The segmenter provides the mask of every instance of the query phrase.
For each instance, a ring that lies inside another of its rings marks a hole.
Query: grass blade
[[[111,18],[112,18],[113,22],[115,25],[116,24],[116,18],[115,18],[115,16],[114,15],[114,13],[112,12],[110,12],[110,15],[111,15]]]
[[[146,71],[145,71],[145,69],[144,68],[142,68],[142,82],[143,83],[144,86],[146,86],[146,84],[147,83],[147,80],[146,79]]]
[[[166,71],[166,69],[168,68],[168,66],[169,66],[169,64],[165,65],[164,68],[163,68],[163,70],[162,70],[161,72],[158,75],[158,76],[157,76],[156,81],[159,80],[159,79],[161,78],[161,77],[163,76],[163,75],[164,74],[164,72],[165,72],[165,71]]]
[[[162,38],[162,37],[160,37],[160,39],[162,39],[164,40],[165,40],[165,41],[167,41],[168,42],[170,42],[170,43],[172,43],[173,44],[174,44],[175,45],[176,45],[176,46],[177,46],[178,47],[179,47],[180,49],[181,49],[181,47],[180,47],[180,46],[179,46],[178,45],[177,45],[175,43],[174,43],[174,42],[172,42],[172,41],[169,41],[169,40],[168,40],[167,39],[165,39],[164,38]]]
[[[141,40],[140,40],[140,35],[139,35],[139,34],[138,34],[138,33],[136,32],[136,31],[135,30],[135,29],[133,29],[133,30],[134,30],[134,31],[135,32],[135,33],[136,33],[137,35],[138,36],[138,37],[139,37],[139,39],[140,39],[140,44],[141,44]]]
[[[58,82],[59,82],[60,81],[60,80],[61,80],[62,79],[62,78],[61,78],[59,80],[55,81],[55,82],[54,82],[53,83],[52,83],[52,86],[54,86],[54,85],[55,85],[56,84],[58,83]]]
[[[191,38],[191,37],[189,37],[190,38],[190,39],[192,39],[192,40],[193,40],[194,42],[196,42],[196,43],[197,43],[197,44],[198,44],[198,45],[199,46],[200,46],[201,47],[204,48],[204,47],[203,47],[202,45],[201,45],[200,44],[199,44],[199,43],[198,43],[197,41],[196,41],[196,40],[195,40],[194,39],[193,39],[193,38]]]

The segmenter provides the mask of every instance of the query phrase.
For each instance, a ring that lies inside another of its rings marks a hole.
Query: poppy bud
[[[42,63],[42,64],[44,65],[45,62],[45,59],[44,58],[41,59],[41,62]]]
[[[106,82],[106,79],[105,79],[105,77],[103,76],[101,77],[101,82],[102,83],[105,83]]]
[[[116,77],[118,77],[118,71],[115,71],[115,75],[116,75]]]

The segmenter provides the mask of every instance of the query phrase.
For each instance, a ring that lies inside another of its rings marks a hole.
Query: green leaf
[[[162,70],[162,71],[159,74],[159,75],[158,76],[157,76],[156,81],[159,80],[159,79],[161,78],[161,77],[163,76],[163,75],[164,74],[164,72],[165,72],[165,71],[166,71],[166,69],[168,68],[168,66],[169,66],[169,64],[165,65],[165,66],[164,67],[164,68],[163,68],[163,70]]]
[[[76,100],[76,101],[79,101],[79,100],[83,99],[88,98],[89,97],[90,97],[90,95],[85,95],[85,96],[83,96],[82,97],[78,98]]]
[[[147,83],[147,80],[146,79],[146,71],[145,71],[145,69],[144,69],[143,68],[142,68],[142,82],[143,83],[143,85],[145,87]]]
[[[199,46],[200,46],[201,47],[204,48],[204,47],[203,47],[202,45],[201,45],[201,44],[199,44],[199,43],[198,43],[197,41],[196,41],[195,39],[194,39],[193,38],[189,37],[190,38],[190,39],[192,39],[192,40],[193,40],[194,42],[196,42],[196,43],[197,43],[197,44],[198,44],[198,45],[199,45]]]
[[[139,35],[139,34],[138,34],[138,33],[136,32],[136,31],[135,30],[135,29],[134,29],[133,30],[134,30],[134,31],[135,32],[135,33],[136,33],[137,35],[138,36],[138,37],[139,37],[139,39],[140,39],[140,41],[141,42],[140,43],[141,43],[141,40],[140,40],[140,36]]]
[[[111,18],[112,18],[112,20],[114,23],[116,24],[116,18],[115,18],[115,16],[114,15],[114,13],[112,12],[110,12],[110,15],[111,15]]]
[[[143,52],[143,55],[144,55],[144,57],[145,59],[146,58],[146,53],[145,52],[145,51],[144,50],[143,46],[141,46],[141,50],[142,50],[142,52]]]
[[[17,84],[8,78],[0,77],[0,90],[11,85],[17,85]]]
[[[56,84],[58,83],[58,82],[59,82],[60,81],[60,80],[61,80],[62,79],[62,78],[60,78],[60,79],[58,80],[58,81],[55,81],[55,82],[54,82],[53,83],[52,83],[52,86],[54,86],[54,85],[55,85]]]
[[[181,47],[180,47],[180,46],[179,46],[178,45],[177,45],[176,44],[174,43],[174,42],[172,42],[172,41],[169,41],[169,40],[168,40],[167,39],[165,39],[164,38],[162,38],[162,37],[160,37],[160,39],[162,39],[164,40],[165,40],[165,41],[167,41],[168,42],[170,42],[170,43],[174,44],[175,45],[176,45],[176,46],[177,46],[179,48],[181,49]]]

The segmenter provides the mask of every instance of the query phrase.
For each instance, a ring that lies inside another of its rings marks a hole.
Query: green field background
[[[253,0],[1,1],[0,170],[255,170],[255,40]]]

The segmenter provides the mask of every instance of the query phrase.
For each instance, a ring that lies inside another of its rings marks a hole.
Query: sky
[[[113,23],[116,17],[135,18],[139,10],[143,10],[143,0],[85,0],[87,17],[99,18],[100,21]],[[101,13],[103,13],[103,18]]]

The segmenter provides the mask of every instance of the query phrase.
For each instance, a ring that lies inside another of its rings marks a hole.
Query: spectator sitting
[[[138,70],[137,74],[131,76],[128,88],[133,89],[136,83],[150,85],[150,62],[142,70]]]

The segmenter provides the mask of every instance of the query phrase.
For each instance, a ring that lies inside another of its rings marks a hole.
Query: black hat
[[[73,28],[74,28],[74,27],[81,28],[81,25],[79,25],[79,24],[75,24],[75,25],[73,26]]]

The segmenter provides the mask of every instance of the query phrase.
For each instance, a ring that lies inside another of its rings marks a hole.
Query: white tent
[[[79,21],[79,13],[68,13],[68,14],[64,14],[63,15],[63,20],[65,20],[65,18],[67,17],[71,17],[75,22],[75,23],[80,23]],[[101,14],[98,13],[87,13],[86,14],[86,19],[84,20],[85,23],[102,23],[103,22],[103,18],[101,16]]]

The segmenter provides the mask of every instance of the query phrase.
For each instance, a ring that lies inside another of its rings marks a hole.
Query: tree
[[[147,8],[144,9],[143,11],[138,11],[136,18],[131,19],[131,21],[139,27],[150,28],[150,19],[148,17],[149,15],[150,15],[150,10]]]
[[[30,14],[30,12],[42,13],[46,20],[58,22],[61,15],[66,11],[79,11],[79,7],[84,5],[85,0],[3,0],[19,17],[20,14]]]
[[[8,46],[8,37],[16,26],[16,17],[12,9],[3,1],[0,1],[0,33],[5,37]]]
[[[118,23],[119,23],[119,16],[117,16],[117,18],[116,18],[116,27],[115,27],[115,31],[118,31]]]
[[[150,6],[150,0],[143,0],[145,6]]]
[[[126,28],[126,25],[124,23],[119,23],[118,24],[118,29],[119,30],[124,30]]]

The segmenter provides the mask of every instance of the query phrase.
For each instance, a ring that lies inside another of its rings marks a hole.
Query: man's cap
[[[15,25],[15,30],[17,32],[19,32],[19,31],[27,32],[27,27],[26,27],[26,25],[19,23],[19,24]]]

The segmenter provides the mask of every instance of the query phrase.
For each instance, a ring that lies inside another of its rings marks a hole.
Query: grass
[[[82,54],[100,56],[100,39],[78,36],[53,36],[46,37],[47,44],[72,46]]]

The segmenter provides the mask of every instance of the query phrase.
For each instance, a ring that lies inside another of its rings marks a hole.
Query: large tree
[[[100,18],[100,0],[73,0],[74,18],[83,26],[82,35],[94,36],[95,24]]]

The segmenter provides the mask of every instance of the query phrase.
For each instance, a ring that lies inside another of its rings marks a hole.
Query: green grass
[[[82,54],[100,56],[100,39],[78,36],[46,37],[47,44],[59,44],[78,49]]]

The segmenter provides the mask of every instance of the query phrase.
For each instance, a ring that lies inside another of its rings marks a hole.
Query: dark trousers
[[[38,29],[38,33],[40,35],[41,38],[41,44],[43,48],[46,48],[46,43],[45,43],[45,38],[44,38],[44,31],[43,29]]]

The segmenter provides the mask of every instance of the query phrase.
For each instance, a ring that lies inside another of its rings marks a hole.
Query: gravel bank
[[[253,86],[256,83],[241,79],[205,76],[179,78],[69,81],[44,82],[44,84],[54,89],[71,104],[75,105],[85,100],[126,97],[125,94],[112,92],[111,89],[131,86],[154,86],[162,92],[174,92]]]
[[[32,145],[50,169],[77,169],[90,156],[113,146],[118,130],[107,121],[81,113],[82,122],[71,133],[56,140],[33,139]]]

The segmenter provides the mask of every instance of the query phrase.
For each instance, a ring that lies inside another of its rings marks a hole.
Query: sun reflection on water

Task requirements: Please pick out every line above that contains the word "green", and copy each of those lines in full.

Written solution:
Query: green leaf
Query: green field background
Query: green grass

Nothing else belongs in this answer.